- [What to work on]: Copy down all of the data underneath, exactly as shown.
— start Exercise material —
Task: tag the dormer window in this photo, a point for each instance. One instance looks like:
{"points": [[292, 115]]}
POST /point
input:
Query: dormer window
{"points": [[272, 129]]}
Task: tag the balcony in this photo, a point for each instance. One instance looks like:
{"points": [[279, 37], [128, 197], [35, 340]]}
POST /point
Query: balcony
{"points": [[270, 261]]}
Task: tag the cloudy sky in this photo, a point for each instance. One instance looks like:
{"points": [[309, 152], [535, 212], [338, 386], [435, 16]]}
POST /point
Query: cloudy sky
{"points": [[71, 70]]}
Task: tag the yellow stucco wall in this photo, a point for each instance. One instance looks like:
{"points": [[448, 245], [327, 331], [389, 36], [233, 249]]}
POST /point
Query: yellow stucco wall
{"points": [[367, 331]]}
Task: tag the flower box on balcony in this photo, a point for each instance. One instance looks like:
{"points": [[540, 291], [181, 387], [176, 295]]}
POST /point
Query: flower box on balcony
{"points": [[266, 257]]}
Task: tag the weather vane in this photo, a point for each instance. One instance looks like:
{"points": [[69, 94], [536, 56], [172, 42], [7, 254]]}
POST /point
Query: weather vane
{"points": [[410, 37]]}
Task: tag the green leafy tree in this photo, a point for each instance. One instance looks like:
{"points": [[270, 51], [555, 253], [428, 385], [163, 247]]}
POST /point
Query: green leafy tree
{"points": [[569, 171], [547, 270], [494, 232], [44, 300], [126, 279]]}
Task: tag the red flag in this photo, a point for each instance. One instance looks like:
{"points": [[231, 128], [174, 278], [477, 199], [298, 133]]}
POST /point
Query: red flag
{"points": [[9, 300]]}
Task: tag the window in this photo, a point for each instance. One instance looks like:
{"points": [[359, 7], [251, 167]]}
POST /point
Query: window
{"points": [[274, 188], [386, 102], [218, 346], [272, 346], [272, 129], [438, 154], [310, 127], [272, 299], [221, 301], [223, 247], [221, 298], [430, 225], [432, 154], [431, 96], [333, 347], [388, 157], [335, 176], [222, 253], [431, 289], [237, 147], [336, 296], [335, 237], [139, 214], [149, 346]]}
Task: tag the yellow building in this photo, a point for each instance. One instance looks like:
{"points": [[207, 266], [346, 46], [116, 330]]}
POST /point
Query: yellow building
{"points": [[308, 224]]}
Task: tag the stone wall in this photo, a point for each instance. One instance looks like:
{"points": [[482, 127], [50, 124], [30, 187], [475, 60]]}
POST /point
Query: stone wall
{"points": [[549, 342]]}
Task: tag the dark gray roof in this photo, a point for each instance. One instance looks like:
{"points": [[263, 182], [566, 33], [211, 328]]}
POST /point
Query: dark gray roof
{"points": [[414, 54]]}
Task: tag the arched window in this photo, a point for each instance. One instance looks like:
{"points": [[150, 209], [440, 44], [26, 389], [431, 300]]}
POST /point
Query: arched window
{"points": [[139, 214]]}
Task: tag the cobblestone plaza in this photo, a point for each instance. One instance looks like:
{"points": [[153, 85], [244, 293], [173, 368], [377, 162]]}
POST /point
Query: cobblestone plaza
— end Exercise material —
- [Task output]:
Task: tag the dormer window in this photo, a point for each instance. One instance looks like:
{"points": [[292, 115]]}
POST /point
input:
Query: dormer window
{"points": [[272, 129]]}
Task: tag the balcony in this photo, a point for each instance. One instance looks like:
{"points": [[279, 37], [128, 197], [35, 340]]}
POST /point
Query: balcony
{"points": [[270, 261]]}
Task: tag the cloudy sky in this photo, a point for each instance. One instance looks like:
{"points": [[309, 152], [535, 212], [338, 386], [435, 16]]}
POST /point
Query: cloudy sky
{"points": [[71, 70]]}
Task: tag the yellow stucco wall in this photo, a point for each instance. One instance looks like:
{"points": [[448, 245], [327, 331], [389, 36], [233, 249]]}
POST /point
Query: yellow stucco wall
{"points": [[367, 331]]}
Task: tag the flower box on balcony in this photo, a point for each instance. One instance looks like:
{"points": [[540, 291], [181, 387], [176, 295]]}
POST /point
Query: flower box on balcony
{"points": [[266, 257]]}
Task: tag the weather vane in this photo, a point for each instance. One instance looks like:
{"points": [[69, 94], [536, 56], [172, 42], [7, 254]]}
POST /point
Query: weather vane
{"points": [[410, 37]]}
Task: tag the green leafy tree in this photo, a point for each instance. One instance looks like:
{"points": [[270, 51], [555, 253], [428, 385], [163, 247]]}
POST /point
Query: green leafy tree
{"points": [[569, 171], [547, 270], [494, 232], [44, 300], [126, 279]]}
Task: tag the red flag in this photo, a point for each instance. One instance looks like:
{"points": [[231, 128], [174, 278], [477, 199], [298, 133]]}
POST /point
Query: red flag
{"points": [[9, 300]]}
Task: tag the window in this photo, a point for each instance. One instance looks like:
{"points": [[359, 7], [251, 167]]}
POST /point
Query: window
{"points": [[274, 188], [386, 102], [218, 346], [272, 346], [272, 129], [438, 154], [310, 127], [272, 299], [221, 301], [223, 247], [221, 298], [430, 225], [432, 154], [431, 96], [333, 347], [388, 157], [335, 176], [222, 253], [431, 289], [237, 147], [336, 296], [335, 237], [139, 214], [149, 346]]}
Task: tag the yellow building in this photo, a point for each instance. One instance looks like:
{"points": [[207, 266], [346, 46], [116, 330]]}
POST /point
Query: yellow building
{"points": [[308, 224]]}
Task: tag the stone wall in this photo, a point for each instance. One instance looks like:
{"points": [[482, 127], [50, 124], [30, 187], [475, 60]]}
POST /point
Query: stone wall
{"points": [[549, 342]]}
Task: tag the dark gray roof in this photo, a point for each instance. One instance looks like:
{"points": [[263, 182], [566, 33], [211, 328]]}
POST /point
Query: dark gray roof
{"points": [[414, 54]]}
Task: tag the arched window in this photo, a point for each instance. One instance looks like:
{"points": [[150, 209], [440, 44], [26, 389], [431, 300]]}
POST /point
Query: arched window
{"points": [[139, 214]]}
Task: tag the cobblestone plaza in this photo, a point for each instance. One instance looks like:
{"points": [[153, 85], [244, 293], [173, 368], [377, 162]]}
POST /point
Query: cobblestone plaza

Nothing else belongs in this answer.